The exercise — Reproduce the lines below from the one that contains "Where can the young bonobo eye" through the end, inclusive, and add nothing.

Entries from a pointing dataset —
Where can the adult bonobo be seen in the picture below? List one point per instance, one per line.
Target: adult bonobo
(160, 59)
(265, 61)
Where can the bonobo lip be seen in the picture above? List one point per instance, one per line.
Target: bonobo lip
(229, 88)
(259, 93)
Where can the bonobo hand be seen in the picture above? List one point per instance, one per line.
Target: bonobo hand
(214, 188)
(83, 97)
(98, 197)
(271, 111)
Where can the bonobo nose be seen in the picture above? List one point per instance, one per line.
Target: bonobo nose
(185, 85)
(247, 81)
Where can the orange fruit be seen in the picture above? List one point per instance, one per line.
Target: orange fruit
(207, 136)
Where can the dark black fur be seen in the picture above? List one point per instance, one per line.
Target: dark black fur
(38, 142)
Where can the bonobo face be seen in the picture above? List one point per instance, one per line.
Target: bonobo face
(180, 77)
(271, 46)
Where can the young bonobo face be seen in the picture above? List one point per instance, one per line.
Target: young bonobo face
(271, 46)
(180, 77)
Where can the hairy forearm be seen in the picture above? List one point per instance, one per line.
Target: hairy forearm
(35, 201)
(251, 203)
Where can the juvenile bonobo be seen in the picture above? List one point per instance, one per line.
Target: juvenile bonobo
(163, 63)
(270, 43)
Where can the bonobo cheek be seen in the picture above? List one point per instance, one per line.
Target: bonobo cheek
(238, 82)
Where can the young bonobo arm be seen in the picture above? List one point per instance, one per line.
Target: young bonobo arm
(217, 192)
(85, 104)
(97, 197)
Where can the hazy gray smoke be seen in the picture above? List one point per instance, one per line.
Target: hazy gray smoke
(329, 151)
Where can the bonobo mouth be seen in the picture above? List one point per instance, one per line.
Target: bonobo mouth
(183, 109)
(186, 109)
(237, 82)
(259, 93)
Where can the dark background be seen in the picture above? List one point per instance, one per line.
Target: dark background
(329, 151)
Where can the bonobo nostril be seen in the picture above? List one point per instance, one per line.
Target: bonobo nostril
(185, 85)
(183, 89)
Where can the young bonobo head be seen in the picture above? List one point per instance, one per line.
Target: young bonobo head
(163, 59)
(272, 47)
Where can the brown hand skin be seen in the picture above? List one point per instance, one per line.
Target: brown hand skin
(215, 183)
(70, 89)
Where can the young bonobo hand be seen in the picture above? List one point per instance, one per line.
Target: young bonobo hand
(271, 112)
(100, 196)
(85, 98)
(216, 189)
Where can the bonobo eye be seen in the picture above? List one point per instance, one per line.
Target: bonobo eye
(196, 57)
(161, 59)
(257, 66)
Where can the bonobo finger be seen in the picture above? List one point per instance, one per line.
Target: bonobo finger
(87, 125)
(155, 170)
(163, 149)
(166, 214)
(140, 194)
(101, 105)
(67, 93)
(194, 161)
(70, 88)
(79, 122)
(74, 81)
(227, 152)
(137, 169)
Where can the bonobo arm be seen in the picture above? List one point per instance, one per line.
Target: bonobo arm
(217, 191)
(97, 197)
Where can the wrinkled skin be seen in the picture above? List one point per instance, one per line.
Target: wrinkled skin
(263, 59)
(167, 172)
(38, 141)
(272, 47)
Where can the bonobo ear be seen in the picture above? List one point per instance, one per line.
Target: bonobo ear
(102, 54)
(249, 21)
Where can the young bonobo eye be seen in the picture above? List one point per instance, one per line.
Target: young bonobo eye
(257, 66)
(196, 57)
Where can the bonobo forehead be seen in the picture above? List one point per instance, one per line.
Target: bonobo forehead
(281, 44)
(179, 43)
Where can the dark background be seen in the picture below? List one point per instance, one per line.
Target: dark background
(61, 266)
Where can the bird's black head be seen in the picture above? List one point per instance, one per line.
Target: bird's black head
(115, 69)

Exercise answer —
Where can the young bonobo eye be seen in the picture above? List one point per instance, one per line.
Target: young bonobo eye
(257, 66)
(196, 57)
Where can the bonobo forehead be seen in the picture above? List one point per instance, one per line.
Target: bonobo forehead
(281, 44)
(179, 43)
Where can the dark background be seen in the picture below? List one point per instance, one per line.
Target: dark background
(61, 266)
Where can the bird's black head be seen in the picture above? List one point per instance, one per line.
Target: bird's black head
(115, 69)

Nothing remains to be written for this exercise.